Task requirements>
Below are the entries; set down each of them exactly.

Entries taken from a collection>
+ + + + + + +
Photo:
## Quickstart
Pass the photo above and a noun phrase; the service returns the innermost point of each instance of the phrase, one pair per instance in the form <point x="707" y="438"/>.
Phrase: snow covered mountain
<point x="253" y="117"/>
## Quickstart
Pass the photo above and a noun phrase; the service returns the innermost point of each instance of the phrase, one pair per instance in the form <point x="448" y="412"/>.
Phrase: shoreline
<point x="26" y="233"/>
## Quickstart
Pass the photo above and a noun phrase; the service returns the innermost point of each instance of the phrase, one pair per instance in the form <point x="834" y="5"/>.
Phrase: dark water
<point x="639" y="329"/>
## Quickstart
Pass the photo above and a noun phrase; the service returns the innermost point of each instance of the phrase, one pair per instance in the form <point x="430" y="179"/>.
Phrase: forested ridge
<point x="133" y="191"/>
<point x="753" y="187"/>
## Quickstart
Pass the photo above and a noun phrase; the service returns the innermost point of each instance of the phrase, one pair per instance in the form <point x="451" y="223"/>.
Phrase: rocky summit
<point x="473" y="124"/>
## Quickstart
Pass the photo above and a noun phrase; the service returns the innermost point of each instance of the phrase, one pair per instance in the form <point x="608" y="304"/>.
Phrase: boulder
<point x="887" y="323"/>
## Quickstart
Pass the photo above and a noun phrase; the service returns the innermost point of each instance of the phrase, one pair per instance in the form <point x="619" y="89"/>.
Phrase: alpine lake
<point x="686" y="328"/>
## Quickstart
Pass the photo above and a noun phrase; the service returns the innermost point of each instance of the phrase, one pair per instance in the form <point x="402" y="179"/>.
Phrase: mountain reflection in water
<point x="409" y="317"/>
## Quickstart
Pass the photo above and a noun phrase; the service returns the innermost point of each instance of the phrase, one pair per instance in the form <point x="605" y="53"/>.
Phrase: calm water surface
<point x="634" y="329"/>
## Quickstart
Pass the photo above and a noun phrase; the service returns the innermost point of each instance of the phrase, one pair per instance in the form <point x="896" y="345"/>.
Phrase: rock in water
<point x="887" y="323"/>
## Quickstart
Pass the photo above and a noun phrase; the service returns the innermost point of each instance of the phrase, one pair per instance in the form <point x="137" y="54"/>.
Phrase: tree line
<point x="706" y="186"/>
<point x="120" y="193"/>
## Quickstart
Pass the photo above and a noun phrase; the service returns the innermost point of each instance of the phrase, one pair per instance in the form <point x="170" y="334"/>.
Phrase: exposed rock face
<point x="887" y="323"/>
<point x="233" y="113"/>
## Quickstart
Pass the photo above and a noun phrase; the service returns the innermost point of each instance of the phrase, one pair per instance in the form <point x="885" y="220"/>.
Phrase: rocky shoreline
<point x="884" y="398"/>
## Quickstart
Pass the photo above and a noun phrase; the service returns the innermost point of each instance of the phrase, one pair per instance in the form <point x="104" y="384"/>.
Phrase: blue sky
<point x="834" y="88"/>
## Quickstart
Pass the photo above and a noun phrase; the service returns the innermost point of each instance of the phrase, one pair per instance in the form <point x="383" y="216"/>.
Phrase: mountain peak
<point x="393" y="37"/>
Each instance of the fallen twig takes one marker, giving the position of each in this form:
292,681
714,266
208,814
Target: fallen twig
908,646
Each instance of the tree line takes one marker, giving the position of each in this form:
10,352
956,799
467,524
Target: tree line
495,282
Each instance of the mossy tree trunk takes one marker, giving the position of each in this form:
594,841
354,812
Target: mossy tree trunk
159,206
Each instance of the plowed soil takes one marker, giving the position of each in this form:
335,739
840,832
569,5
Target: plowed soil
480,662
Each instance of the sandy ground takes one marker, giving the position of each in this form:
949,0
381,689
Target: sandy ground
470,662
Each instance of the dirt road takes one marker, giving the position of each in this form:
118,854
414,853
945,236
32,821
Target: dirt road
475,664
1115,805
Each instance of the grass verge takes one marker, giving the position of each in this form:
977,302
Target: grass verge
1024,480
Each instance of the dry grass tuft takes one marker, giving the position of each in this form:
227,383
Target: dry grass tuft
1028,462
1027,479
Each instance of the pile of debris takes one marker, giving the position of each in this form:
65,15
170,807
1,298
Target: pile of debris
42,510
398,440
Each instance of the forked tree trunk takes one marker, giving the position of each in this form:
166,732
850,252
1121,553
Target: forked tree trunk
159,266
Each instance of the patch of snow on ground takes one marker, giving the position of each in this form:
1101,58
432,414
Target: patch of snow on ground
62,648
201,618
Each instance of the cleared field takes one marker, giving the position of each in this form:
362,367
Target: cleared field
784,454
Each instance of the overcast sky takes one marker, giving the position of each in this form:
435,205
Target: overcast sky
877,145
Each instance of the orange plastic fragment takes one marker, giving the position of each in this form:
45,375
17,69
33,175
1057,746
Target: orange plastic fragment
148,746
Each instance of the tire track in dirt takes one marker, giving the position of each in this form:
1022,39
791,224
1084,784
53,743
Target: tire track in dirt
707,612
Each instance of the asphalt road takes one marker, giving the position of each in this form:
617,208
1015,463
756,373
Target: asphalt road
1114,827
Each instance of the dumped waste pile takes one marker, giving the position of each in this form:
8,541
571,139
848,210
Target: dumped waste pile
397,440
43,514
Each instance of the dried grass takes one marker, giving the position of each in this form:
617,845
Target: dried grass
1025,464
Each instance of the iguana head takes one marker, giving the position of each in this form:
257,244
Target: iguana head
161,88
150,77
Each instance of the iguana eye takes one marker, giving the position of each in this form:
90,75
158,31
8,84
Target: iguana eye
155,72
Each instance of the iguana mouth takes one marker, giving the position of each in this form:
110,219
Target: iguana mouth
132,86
+ + + + + + +
Answer section>
Photo:
## Quickstart
Pass the photo above and a noun phrase; the service returns the innermost point of each instance of the phrase, one pair per instance in the form <point x="707" y="438"/>.
Phrase: snow covered mountain
<point x="253" y="117"/>
## Quickstart
Pass the photo above and a noun phrase; the service returns the innermost point of each instance of the phrase, one pair per instance in the form <point x="448" y="412"/>.
Phrase: shoreline
<point x="26" y="233"/>
## Quickstart
Pass the photo above and a noun phrase; the service returns the innermost point of each instance of the phrase, one pair per instance in the form <point x="834" y="5"/>.
Phrase: dark water
<point x="639" y="329"/>
## Quickstart
Pass the photo above and a noun phrase; the service returns the innermost point of each instance of the phrase, one pair per instance in the form <point x="430" y="179"/>.
Phrase: forested ridge
<point x="133" y="191"/>
<point x="753" y="187"/>
## Quickstart
Pass the photo above and a noun phrase; the service returns the innermost point of each instance of the phrase, one pair per instance in the form <point x="451" y="223"/>.
Phrase: rocky summit
<point x="473" y="124"/>
## Quickstart
Pass the photo above and a noun phrase; the service returns the innermost point of each instance of the phrase, one pair per instance in the form <point x="608" y="304"/>.
Phrase: boulder
<point x="887" y="323"/>
## Quickstart
Pass the photo above and a noun phrase; the service returns the innermost point of each instance of the phrase, one pair per instance in the form <point x="619" y="89"/>.
Phrase: alpine lake
<point x="686" y="328"/>
## Quickstart
Pass the photo above and a noun phrase; the service returns the innermost point of each instance of the phrase, one pair per instance in the form <point x="402" y="179"/>.
Phrase: mountain reflection in water
<point x="409" y="317"/>
## Quickstart
Pass the photo above and a noun phrase; the service returns the innermost point of each instance of the phrase, one pair per instance in the form <point x="605" y="53"/>.
Phrase: calm water surface
<point x="634" y="329"/>
## Quickstart
Pass the photo above and a noun phrase; the service returns the innermost point of each instance of the phrase, one pair per instance in the form <point x="896" y="345"/>.
Phrase: rock in water
<point x="887" y="323"/>
## Quickstart
Pass the photo above and a noun phrase; the service returns the innermost point of each instance of the phrase, one pair per instance in the form <point x="137" y="54"/>.
Phrase: tree line
<point x="706" y="186"/>
<point x="120" y="193"/>
## Quickstart
Pass the photo above and a noun phrase; the service returns the innermost point of each instance of the phrase, one pair per instance in the form <point x="170" y="334"/>.
Phrase: exposed rock face
<point x="887" y="323"/>
<point x="233" y="113"/>
## Quickstart
Pass the photo above and a noun phrase; the service returns the innermost point of each instance of the phrase, one pair per instance in the form <point x="885" y="220"/>.
Phrase: rocky shoreline
<point x="884" y="398"/>
## Quickstart
Pass the photo above and a noun phrase; the service returns the innermost point of each instance of the phrase, one pair per instance in the form <point x="104" y="384"/>.
Phrase: blue sky
<point x="834" y="88"/>
## Quickstart
Pass the photo above and a noun phrase; the service returns the innermost point of each instance of the phrase, one pair per instance in the form <point x="383" y="216"/>.
Phrase: mountain peak
<point x="393" y="37"/>
Each instance of the fallen twig takes one marker, giving the position of each in this form:
292,681
714,266
208,814
Target: fallen twig
908,646
Each instance of the tree line takes one marker, giving the position of each in this form:
10,352
956,799
467,524
Target: tree line
495,282
Each instance of the mossy tree trunk takes one marker, giving the position of each in this form:
594,841
354,812
Target: mossy tree trunk
159,206
Each instance of the plowed soil takes one marker, giving the position of each in this form:
335,739
840,832
569,5
Target: plowed soil
480,662
Each instance of the sandy ground takes one marker, giving the position of each in this form:
949,0
381,689
Target: sandy ground
470,662
Each instance of the dirt road takes one marker, giving the position of each in this form:
118,854
414,853
945,236
32,821
Target: dirt road
475,664
1115,805
Each instance of the grass verge takes one marker, giving the position of each in this form:
977,302
Target: grass verge
1024,480
Each instance of the dry grass tuft takes one marker, giving the position of each in this form:
227,383
Target: dry grass tuft
1028,462
1027,479
Each instance of the pile of debris takes one marker, giving the position of each in this form:
65,15
170,807
1,298
Target: pile of debris
42,510
398,440
Each instance of the forked tree trunk takes one marker, giving the position of each in this form:
166,732
850,252
1121,553
Target: forked tree trunk
159,266
Each instance of the patch of snow on ground takes one marker, giving the position of each in this form:
1101,58
432,414
Target: patch of snow on ground
62,648
201,618
Each instance of the cleared field takes one marker, giving the position of each in this form:
362,367
Target: cleared field
784,454
Each instance of the overcast sky takes one marker, giving the position of each in this form:
435,205
Target: overcast sky
877,145
Each instance of the orange plastic fragment takes one marker, giving the position of each in this form:
45,375
17,69
33,175
1057,746
Target: orange plastic fragment
148,746
Each instance of the tire track in dirt takes one marker, giving the position of each in this form:
1022,39
791,224
1084,784
53,743
Target: tire track in dirt
707,612
Each instance of the asphalt road takes one marker, giving the position of each in this form:
617,208
1015,463
756,373
Target: asphalt road
1114,827
Each instance of the dumped waste pile takes one marker, giving the position of each in this form:
8,541
571,139
848,210
Target: dumped waste pile
397,440
43,514
Each instance of the dried grass takes one marker, giving the position of each in this form:
617,845
Target: dried grass
1025,464
Each instance of the iguana head takes one marker, giving the position of each in this form:
257,244
Target: iguana head
161,88
150,77
Each instance of the iguana eye takes one marker, giving the position of each in this form:
90,75
158,31
8,84
Target: iguana eye
155,72
Each instance of the iguana mouth takes one marker, giving the position of each in this form:
110,219
Target: iguana mouth
132,86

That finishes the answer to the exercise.